Supplied data ::
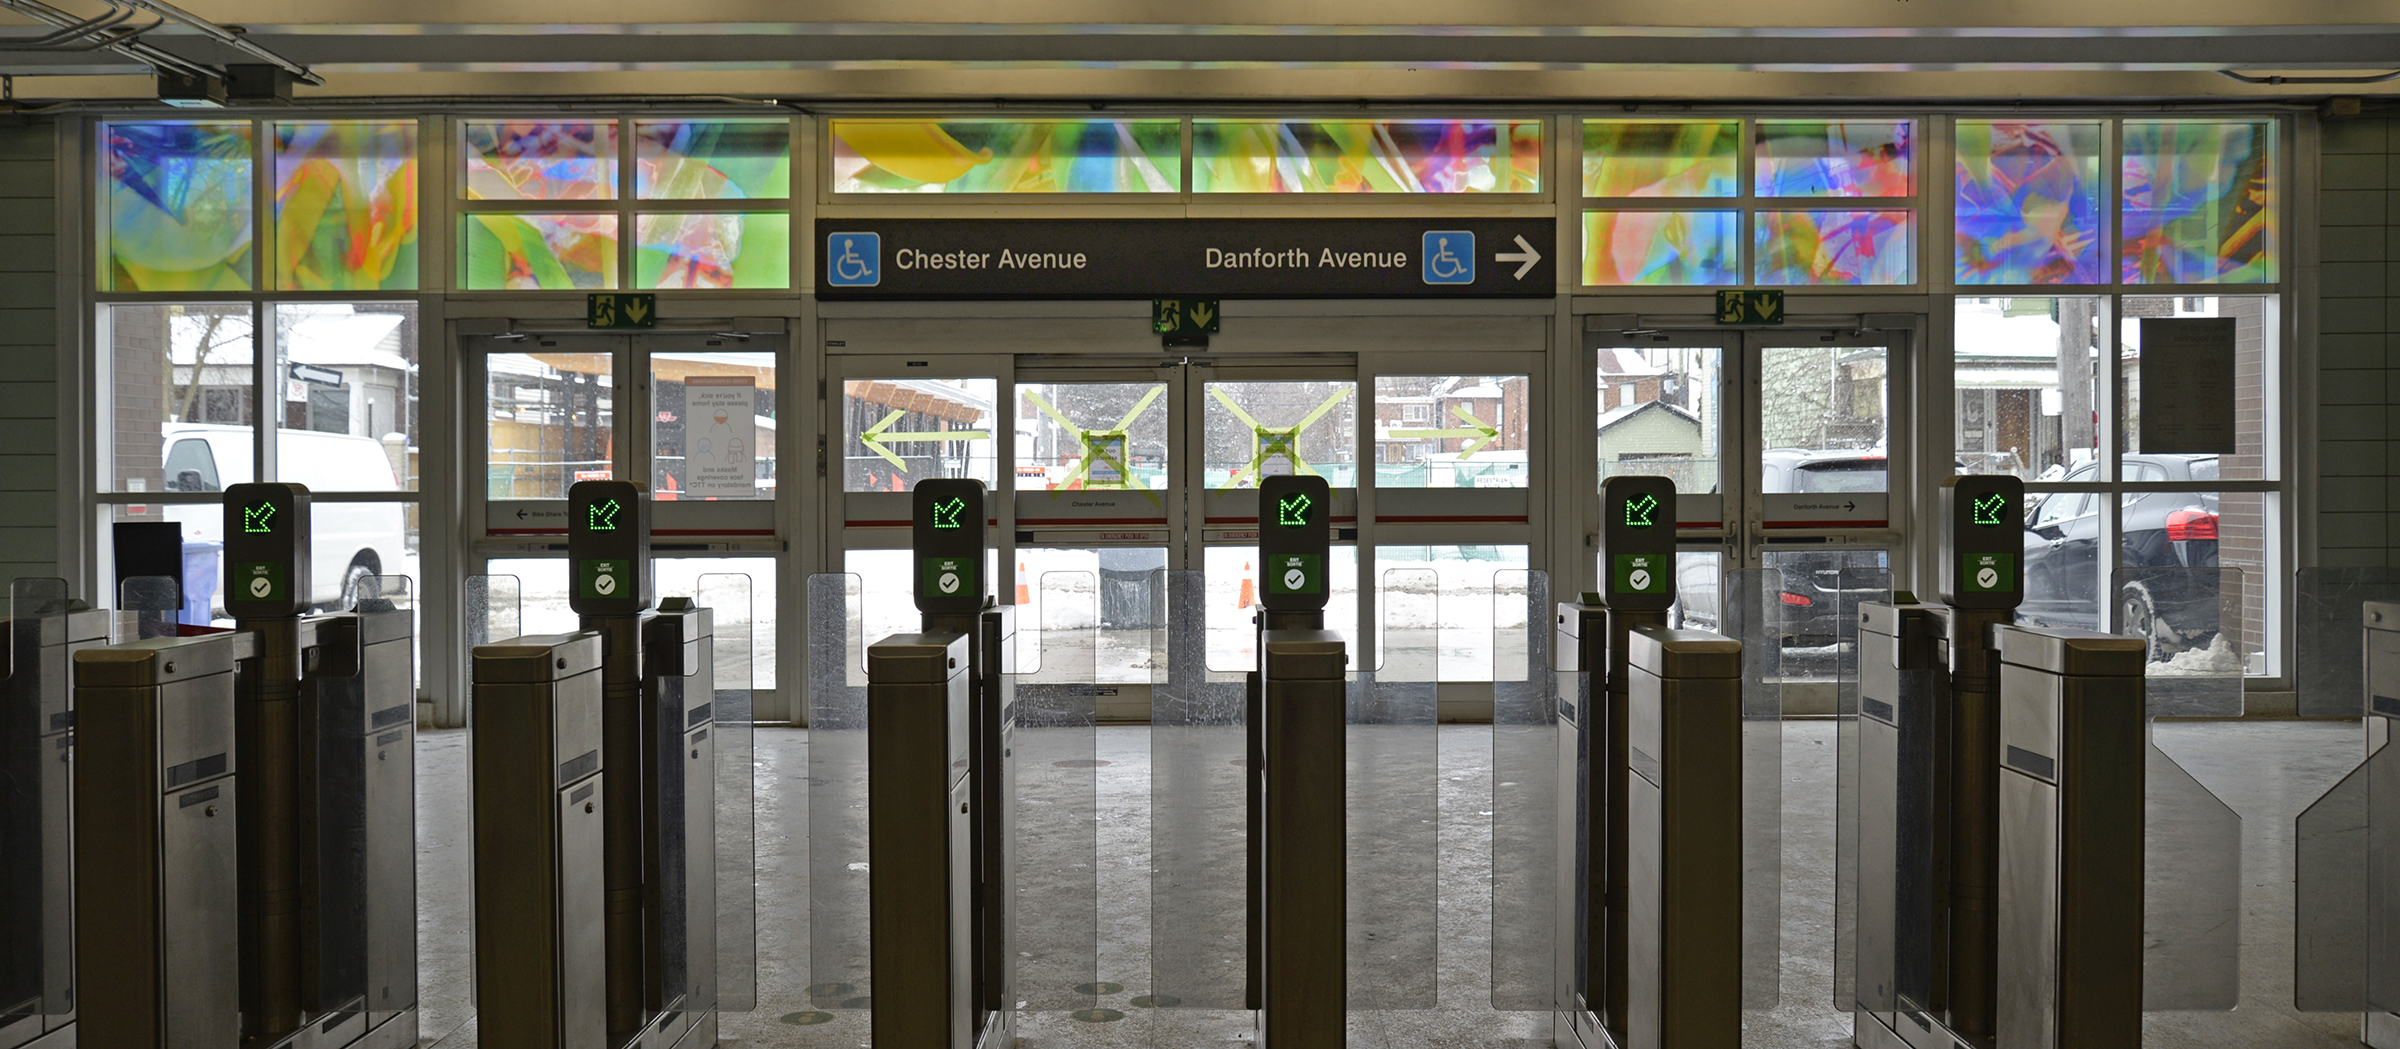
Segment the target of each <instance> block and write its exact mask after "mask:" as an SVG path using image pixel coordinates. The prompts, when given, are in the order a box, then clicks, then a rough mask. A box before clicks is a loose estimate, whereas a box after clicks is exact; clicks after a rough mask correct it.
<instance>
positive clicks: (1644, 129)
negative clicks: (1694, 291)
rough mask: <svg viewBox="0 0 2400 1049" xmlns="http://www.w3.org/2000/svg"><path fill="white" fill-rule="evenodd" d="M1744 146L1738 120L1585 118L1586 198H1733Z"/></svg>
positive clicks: (1584, 166)
mask: <svg viewBox="0 0 2400 1049" xmlns="http://www.w3.org/2000/svg"><path fill="white" fill-rule="evenodd" d="M1740 149H1742V125H1740V122H1738V120H1694V122H1646V120H1584V197H1733V194H1735V192H1740V168H1738V163H1740ZM1586 221H1589V218H1586ZM1586 283H1589V281H1586ZM1678 283H1682V281H1678Z"/></svg>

What you are asked to do ::
Copy every line of the records above word for word, leaving out the pictures.

Solution ::
Segment the target of each <instance> block and write its exact mask after "mask:" as an SVG path using image pixel coordinates. The prompts, when given, are in the order a box, then clicks, then a rough mask. A box before clicks is a loose estimate, whereas a box after clicks is exact; clicks after a rough mask correct it.
<instance>
positive clicks: (1644, 129)
negative clicks: (1694, 291)
rough mask: <svg viewBox="0 0 2400 1049" xmlns="http://www.w3.org/2000/svg"><path fill="white" fill-rule="evenodd" d="M1744 146L1738 120L1585 118L1586 198H1733Z"/></svg>
positive clicks: (1584, 166)
mask: <svg viewBox="0 0 2400 1049" xmlns="http://www.w3.org/2000/svg"><path fill="white" fill-rule="evenodd" d="M1740 149H1742V125H1740V122H1738V120H1694V122H1646V120H1584V197H1733V194H1735V192H1740V168H1738V163H1740ZM1586 221H1589V218H1586ZM1586 283H1589V281H1586ZM1678 283H1682V281H1678Z"/></svg>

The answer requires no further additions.